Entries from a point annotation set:
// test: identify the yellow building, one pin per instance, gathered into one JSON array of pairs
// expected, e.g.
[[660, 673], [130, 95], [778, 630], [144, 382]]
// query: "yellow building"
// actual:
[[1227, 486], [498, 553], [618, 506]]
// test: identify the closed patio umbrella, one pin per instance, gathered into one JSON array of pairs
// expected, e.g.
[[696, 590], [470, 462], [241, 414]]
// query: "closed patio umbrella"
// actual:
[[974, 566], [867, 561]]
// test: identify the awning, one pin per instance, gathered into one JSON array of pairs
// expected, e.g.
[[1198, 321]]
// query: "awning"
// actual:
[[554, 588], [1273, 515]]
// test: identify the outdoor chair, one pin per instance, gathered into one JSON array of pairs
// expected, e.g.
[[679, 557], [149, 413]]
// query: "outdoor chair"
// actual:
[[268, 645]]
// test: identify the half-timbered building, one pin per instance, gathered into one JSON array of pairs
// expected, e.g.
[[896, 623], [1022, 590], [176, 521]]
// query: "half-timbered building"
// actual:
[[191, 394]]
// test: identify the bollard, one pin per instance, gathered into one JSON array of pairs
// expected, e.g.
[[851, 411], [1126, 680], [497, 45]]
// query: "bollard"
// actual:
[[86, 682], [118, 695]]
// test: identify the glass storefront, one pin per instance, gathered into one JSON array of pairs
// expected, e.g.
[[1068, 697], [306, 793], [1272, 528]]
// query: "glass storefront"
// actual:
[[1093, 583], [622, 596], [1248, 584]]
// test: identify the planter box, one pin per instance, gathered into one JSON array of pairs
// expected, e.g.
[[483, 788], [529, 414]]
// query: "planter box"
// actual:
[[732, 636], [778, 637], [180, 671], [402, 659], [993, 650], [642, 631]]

» **GOAL OF THE EXERCISE**
Copy out again everything from the line containing "identify the outdoor" down to the line containing "[[191, 394]]", with both of those lines included.

» **TASK RESULT**
// test: identify the outdoor chair, one pin per instance, gathered into one JSON array of pairs
// expected, e.g.
[[679, 557], [149, 413]]
// query: "outdoor chair"
// actual:
[[268, 645]]
// test: identify the half-timbered building, one pin per instance, gathered into one JSON array of pairs
// expected, e.g.
[[896, 623], [1022, 590], [176, 521]]
// query: "half-timbered building"
// actual:
[[191, 394]]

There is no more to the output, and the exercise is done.